- TASK REQUIREMENTS
Could you rewrite everything in the records below from the line containing "I'd really appreciate it if you could detect the blue blazer" down to the line containing "212, 108, 464, 289", with "blazer" replaced by "jacket" and nothing else changed?

- INFORMATION GIVEN
+===+
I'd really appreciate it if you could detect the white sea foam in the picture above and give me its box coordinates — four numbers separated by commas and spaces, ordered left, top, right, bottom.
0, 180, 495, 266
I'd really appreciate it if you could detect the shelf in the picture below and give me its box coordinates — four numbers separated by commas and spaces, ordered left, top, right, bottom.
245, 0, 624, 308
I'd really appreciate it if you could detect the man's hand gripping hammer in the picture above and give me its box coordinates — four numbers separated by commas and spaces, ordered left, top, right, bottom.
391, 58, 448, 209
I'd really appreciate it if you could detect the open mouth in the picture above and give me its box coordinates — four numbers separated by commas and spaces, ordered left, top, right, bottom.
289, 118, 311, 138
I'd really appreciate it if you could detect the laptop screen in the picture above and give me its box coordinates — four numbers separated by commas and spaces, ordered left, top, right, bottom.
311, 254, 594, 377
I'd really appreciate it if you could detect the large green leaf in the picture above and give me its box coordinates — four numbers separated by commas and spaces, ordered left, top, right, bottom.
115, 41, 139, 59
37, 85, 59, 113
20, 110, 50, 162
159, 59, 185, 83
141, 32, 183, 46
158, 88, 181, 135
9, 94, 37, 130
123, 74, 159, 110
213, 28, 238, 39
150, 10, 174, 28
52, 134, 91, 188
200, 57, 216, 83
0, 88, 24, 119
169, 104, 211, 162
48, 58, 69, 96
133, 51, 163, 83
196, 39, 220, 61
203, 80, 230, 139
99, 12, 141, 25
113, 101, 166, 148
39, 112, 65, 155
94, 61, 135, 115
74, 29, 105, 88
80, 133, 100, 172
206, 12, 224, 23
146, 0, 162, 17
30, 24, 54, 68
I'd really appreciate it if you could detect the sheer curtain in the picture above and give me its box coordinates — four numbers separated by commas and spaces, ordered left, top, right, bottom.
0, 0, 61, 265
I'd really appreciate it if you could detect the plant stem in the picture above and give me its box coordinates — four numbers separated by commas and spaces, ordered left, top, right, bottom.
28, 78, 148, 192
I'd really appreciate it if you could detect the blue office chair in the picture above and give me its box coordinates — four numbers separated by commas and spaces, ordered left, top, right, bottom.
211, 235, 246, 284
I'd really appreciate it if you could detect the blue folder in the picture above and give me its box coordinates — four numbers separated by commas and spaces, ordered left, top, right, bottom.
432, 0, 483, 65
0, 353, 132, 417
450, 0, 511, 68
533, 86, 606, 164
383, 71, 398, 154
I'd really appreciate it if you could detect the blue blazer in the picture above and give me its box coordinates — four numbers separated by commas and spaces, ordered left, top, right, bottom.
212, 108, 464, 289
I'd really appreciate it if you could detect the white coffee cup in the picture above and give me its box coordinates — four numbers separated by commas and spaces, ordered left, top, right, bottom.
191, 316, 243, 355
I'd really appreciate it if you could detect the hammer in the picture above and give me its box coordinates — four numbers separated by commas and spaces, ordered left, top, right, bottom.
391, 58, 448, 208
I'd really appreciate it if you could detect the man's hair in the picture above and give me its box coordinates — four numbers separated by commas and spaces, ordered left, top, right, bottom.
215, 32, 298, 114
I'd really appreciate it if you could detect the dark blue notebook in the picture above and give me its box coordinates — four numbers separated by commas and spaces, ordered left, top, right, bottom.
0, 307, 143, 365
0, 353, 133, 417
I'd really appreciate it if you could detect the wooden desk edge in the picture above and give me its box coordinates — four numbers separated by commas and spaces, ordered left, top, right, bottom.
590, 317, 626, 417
+===+
- RESPONSE TO THE TASK
I'd really appreciate it if you could detect the blue jacket in the picture above and give me its box coordinates — four numbers separated by commas and spaces, ordered left, top, right, bottom.
212, 108, 464, 289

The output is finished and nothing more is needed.